### What the exercise asks
Can you repeat every entry below word for word, leaving the pictures out of your reply?

________________

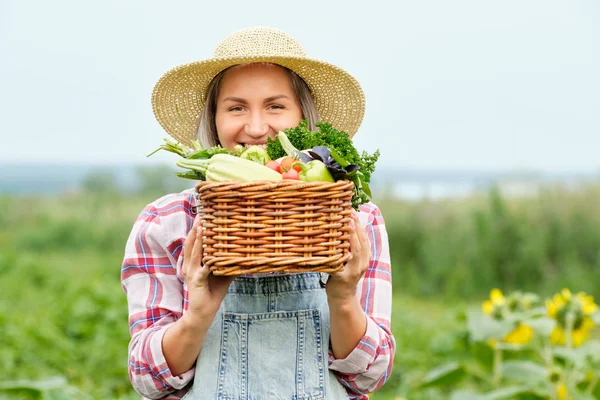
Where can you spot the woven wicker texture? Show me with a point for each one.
(179, 96)
(263, 226)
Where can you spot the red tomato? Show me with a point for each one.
(274, 165)
(291, 174)
(286, 164)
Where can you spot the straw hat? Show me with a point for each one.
(180, 94)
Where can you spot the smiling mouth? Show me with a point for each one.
(246, 145)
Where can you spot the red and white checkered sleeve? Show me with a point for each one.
(155, 296)
(369, 365)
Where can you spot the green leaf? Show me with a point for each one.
(506, 393)
(443, 375)
(524, 371)
(56, 394)
(465, 395)
(39, 385)
(573, 355)
(543, 325)
(591, 351)
(482, 327)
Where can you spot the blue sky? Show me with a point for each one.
(481, 85)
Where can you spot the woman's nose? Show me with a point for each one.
(257, 126)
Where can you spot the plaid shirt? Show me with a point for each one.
(157, 297)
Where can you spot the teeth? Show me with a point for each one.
(264, 146)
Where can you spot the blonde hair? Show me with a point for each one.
(207, 127)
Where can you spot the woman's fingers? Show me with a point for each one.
(196, 256)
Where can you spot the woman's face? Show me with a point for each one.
(255, 101)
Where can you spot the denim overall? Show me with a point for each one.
(269, 340)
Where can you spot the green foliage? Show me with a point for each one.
(463, 248)
(64, 313)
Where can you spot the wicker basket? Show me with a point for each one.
(262, 226)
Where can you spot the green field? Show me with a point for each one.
(63, 314)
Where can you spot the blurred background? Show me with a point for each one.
(486, 114)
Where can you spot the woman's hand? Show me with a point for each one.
(341, 285)
(205, 290)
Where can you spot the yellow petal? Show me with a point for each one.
(497, 297)
(551, 307)
(589, 308)
(579, 336)
(521, 335)
(487, 307)
(587, 323)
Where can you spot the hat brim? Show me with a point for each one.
(179, 96)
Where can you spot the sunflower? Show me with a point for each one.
(499, 307)
(578, 309)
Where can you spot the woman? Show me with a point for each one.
(196, 335)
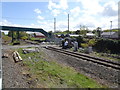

________________

### Exercise output
Where can you spot the woven wicker texture? Show me with a point for each one.
(179, 96)
(263, 226)
Where can you spot the red tomato? Show me with a point for each one.
(274, 165)
(291, 174)
(286, 164)
Where can you spot the straw hat? Show me with a point for each one.
(180, 94)
Where can you spot the smiling mouth? Show me with a point for each one.
(246, 145)
Where can you spot the red and white checkered sleeve? Show me with a point for each one.
(155, 296)
(369, 365)
Where can you spot the green leaf? Show me with a point for each one.
(506, 393)
(443, 375)
(524, 371)
(56, 394)
(465, 395)
(39, 385)
(573, 355)
(543, 325)
(591, 351)
(482, 327)
Where can you spot the blue sky? Show me with a point for each one.
(481, 85)
Where can you spot the woman's nose? Show me with a point for each one.
(257, 126)
Where can you spot the plaid shirt? Show me with a point for each one.
(157, 297)
Where can you spot the teeth? Show me with a point for each one.
(264, 146)
Where can you spot the blonde hair? Show me with a point for each one.
(207, 127)
Where can you spot the woman's fingers? Show me with a point for each one.
(196, 256)
Where can you spot the woman's face? Show me with a point for each one.
(255, 101)
Where can you spot the denim overall? Show me with a point for each one.
(269, 340)
Where can you spot the green foliage? Show me with a point for each one.
(463, 248)
(64, 313)
Where can you spot the wicker basket? Show me with a point for each one.
(262, 226)
Where can you spot the green field? Show me with a point for each one.
(63, 314)
Where can you spot the blurred background? Show me with a point for each one.
(486, 114)
Where can you spot the woman's hand? Show me with a point for each one.
(341, 285)
(205, 290)
Where can you spot the yellow petal? Show me with a point for each one.
(497, 297)
(551, 307)
(589, 308)
(579, 336)
(521, 335)
(487, 307)
(587, 323)
Where can you spot the hat brim? Show me with a point for each one.
(179, 96)
Where can you spot the sunflower? Show me with a point for each one.
(499, 307)
(578, 309)
Where can you spot the woman? Show me with a point for each one.
(196, 335)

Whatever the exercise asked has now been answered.